▶ _Source excerpt_
──────────
Student petition recommends US-centric diversity curriculum requirement

Olivia Exstrum, Campus Editor

Students have circulated a petition throughout the past week urging Weinberg College of Arts and Sciences faculty to support a Social Inequalities and Diversity curriculum requirement focused on the United States.

The petition launched after students heard that some professors would support a more internationally-focused requirement.

“We want students to critically engage with social inequalities that happen in their own backyard,” said SESP senior Austin Romero, ASG vice president of accessibility and inclusion. 

The petition, which Romero launched Feb. 9, is co-sponsored by Associated Student Government and multiple student groups. As of Monday evening, Romero said it had 281 signatures. He plans to present the petition at a forum for student input on the requirement Feb. 23.

The requirement has been the topic of discussion among Northwestern faculty for two years.
──────────
(Dataset excerpt)

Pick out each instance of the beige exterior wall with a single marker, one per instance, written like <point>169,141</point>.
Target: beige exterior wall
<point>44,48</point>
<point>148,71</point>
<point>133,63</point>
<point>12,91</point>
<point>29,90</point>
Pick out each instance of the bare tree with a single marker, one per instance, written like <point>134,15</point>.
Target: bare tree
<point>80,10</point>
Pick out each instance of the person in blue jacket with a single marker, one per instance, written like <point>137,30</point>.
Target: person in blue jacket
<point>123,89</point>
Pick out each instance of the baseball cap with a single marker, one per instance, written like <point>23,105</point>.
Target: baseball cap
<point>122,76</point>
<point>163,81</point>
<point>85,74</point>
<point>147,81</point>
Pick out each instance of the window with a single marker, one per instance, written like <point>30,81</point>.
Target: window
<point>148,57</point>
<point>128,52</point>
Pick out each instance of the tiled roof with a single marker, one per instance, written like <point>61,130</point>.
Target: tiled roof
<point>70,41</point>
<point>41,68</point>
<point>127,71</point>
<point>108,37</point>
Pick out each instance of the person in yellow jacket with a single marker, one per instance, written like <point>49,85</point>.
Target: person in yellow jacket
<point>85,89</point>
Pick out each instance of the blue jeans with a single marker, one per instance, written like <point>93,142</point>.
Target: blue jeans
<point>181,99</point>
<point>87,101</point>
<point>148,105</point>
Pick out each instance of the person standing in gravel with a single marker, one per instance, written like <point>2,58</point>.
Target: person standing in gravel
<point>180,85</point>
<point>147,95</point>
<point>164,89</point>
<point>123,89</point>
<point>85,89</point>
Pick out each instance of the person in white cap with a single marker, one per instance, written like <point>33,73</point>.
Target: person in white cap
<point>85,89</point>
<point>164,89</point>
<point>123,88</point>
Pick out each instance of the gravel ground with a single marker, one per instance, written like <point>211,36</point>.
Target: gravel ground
──────────
▶ _Prompt 1_
In the article on the student diversity petition, how many signatures did Romero say the petition had as of Monday evening?
▶ _Prompt 2_
Extend the article on the student diversity petition with a few more paragraphs, starting right after its final sentence.

▶ _Answer 1_
281 signatures.

▶ _Answer 2_
The original proposal, rolled out in February 2013 by the University Diversity Council, called for all six undergraduate schools to adopt the Social Inequalities and Diversities curriculum requirement. If approved, the requirement would be the first University-wide undergraduate academic requirement.

The School of Education and Social Policy and the Medill School of Journalism, Media, Integrated Marketing Communications have already implemented the requirement in their curricula.

The requirement was first proposed amid student activism responding to racially-charged incidents on campus.

The original proposal supported requiring students to take a course that would fit several learning goals, including the ability to “think critically about issues in political, social, scientific, economic and cultural life stemming from the diversity of experiences related to social inequalities and diversities.” The requirement, which the proposal suggested would be completed in a student’s first two years at NU, would also include an extracurricular component involving Sustained Dialogue discussion sessions.

The requirement’s goal is for students to interact and work with students of different life experiences and cultural backgrounds, Dona Cordero, former assistant provost for diversity and inclusion and head of the diversity requirement effort, told The Daily in February 2014.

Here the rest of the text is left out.